**Task details:** Convert every row below into a JSON list of strings, one string per line, omitting blank lines.

**Exercise input:**
::::::::
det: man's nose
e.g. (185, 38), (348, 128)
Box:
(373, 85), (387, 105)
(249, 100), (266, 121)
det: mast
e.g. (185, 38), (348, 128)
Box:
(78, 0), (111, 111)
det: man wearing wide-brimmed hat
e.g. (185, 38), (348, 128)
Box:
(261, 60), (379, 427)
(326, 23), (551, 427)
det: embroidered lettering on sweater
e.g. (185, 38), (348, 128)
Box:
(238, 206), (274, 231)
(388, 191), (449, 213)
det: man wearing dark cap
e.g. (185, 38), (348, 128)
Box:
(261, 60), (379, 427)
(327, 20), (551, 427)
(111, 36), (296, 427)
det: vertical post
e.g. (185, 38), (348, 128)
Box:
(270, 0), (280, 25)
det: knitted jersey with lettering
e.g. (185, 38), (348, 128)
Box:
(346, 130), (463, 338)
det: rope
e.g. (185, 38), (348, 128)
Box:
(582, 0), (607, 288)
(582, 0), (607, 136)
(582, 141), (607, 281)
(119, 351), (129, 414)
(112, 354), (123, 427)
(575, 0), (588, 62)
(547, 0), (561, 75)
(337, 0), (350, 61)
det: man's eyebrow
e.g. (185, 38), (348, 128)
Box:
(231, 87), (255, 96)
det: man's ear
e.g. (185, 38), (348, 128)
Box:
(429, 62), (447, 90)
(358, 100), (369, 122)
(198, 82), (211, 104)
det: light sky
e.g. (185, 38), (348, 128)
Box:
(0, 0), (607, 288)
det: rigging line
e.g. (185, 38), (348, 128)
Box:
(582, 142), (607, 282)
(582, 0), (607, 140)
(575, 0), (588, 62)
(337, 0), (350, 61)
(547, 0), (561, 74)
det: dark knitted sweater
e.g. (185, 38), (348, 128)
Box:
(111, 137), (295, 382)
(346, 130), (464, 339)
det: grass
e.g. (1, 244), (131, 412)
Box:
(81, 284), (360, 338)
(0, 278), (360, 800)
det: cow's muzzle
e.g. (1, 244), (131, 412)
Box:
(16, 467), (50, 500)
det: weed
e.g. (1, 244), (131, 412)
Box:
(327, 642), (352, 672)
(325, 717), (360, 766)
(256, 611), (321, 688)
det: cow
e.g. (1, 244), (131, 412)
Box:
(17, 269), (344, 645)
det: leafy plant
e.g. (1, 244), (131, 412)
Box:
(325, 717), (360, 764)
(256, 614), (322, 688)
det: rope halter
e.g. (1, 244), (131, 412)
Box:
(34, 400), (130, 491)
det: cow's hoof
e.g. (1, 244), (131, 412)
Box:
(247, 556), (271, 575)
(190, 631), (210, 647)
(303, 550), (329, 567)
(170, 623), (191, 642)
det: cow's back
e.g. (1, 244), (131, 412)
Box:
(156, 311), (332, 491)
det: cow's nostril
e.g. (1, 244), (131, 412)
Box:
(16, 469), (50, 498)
::::::::
**Exercise response:**
[
  "det: man's nose",
  "e.g. (185, 38), (348, 128)",
  "Box:",
  "(373, 85), (387, 105)",
  "(249, 100), (266, 121)",
  "det: mast",
  "e.g. (185, 38), (348, 128)",
  "Box:",
  "(78, 0), (111, 111)",
  "det: man wearing wide-brimmed hat",
  "e.g. (185, 38), (348, 128)",
  "Box:",
  "(261, 60), (379, 427)",
  "(326, 23), (551, 427)",
  "det: embroidered lettering on sweater",
  "e.g. (185, 38), (348, 128)",
  "Box:",
  "(238, 206), (274, 231)",
  "(388, 191), (449, 213)",
  "det: man wearing dark cap",
  "e.g. (185, 38), (348, 128)",
  "Box:",
  "(261, 60), (379, 427)",
  "(327, 20), (551, 427)",
  "(111, 36), (296, 427)",
  "det: vertical post",
  "e.g. (185, 38), (348, 128)",
  "Box:",
  "(270, 0), (280, 25)",
  "det: knitted jersey with lettering",
  "e.g. (185, 38), (348, 128)",
  "Box:",
  "(346, 130), (463, 338)",
  "det: rope",
  "e.g. (185, 38), (348, 128)",
  "Box:",
  "(582, 0), (607, 288)",
  "(582, 0), (607, 136)",
  "(582, 141), (607, 281)",
  "(119, 351), (129, 414)",
  "(112, 354), (123, 427)",
  "(575, 0), (588, 62)",
  "(547, 0), (561, 75)",
  "(337, 0), (350, 61)",
  "det: man's eyebrow",
  "e.g. (185, 38), (348, 128)",
  "Box:",
  "(231, 87), (255, 96)",
  "det: man's ear",
  "e.g. (185, 38), (348, 128)",
  "Box:",
  "(429, 62), (447, 90)",
  "(358, 100), (369, 122)",
  "(198, 82), (211, 104)",
  "det: light sky",
  "e.g. (185, 38), (348, 128)",
  "Box:",
  "(0, 0), (607, 288)",
  "det: rigging line",
  "e.g. (185, 38), (348, 128)",
  "Box:",
  "(582, 142), (607, 282)",
  "(582, 0), (607, 140)",
  "(575, 0), (588, 62)",
  "(337, 0), (350, 61)",
  "(547, 0), (561, 74)",
  "det: dark knitted sweater",
  "e.g. (185, 38), (348, 128)",
  "Box:",
  "(111, 137), (295, 382)",
  "(346, 130), (464, 339)",
  "det: grass",
  "e.g. (1, 244), (131, 412)",
  "Box:",
  "(81, 284), (360, 338)",
  "(0, 278), (360, 800)",
  "det: cow's muzzle",
  "e.g. (1, 244), (131, 412)",
  "Box:",
  "(16, 467), (50, 500)",
  "det: weed",
  "e.g. (1, 244), (131, 412)",
  "Box:",
  "(327, 642), (352, 672)",
  "(325, 717), (360, 766)",
  "(256, 611), (321, 688)",
  "det: cow",
  "e.g. (1, 244), (131, 412)",
  "Box:",
  "(17, 269), (344, 645)",
  "det: leafy plant",
  "e.g. (1, 244), (131, 412)",
  "Box:",
  "(325, 717), (360, 764)",
  "(256, 614), (322, 688)",
  "det: rope halter",
  "e.g. (1, 244), (131, 412)",
  "Box:",
  "(34, 400), (130, 491)",
  "det: cow's hoof",
  "e.g. (1, 244), (131, 412)",
  "Box:",
  "(247, 556), (271, 575)",
  "(190, 631), (210, 647)",
  "(303, 550), (329, 567)",
  "(170, 623), (191, 642)",
  "det: cow's back",
  "e.g. (1, 244), (131, 412)",
  "Box:",
  "(156, 311), (332, 491)",
  "det: cow's nostril",
  "e.g. (1, 244), (131, 412)",
  "Box:",
  "(16, 469), (50, 498)"
]